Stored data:
• • • • •
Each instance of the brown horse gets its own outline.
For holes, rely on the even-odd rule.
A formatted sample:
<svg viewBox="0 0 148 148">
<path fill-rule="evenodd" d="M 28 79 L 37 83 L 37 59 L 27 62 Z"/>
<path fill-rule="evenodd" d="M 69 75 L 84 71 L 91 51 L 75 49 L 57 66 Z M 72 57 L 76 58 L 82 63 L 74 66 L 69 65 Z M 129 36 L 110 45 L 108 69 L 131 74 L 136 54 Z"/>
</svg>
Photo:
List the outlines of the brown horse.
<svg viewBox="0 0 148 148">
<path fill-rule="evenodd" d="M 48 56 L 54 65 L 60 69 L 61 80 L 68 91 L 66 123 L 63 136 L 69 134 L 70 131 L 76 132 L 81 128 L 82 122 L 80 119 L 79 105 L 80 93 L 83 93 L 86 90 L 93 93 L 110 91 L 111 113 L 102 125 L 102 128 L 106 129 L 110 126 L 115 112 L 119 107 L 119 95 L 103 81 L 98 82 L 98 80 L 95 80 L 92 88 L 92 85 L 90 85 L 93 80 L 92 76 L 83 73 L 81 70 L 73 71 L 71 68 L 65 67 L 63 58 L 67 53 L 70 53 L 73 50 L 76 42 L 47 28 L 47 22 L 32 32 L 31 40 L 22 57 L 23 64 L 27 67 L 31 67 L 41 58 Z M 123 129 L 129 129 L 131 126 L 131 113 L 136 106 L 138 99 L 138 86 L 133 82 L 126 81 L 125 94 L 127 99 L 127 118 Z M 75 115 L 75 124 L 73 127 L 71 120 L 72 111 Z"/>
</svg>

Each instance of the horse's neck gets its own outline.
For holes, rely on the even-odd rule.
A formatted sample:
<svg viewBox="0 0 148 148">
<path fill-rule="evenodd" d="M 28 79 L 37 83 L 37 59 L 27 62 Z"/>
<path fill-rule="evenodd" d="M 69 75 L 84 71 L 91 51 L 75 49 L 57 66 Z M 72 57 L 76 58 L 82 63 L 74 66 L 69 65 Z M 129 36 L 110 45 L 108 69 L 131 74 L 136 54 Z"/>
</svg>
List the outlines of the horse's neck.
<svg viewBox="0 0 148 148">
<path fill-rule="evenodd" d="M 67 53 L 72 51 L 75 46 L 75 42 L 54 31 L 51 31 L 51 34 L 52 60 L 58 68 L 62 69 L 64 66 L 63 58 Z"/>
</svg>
• • • • •
Repeat only the lines above, from the first line of the entries through the line that contains "Each instance of the horse's", including both ends.

Each instance of the brown horse gets its own outline.
For holes, rely on the even-odd rule.
A formatted sample:
<svg viewBox="0 0 148 148">
<path fill-rule="evenodd" d="M 28 79 L 37 83 L 37 59 L 27 62 Z"/>
<path fill-rule="evenodd" d="M 69 75 L 84 71 L 91 51 L 75 49 L 57 66 Z M 72 57 L 76 58 L 82 63 L 74 66 L 69 65 Z M 129 36 L 110 45 L 108 69 L 131 74 L 136 54 Z"/>
</svg>
Photo:
List the outlines of the brown horse.
<svg viewBox="0 0 148 148">
<path fill-rule="evenodd" d="M 48 56 L 54 65 L 60 69 L 61 80 L 68 91 L 66 123 L 63 136 L 69 134 L 70 131 L 76 132 L 81 128 L 82 122 L 80 119 L 79 105 L 80 93 L 83 93 L 86 90 L 93 93 L 110 91 L 111 113 L 102 125 L 102 128 L 106 129 L 110 126 L 115 112 L 119 107 L 119 95 L 103 81 L 98 82 L 98 80 L 95 80 L 92 88 L 92 85 L 90 85 L 93 80 L 92 76 L 83 73 L 81 70 L 73 71 L 71 68 L 65 67 L 63 58 L 67 53 L 70 53 L 73 50 L 76 42 L 47 28 L 47 22 L 32 32 L 31 40 L 22 57 L 23 64 L 27 67 L 31 67 L 41 58 Z M 123 129 L 129 129 L 131 126 L 131 113 L 136 106 L 138 99 L 138 86 L 133 82 L 126 81 L 125 94 L 127 99 L 127 118 Z M 75 115 L 75 124 L 73 127 L 71 120 L 72 111 Z"/>
</svg>

Each instance of the horse's neck gets its own outline.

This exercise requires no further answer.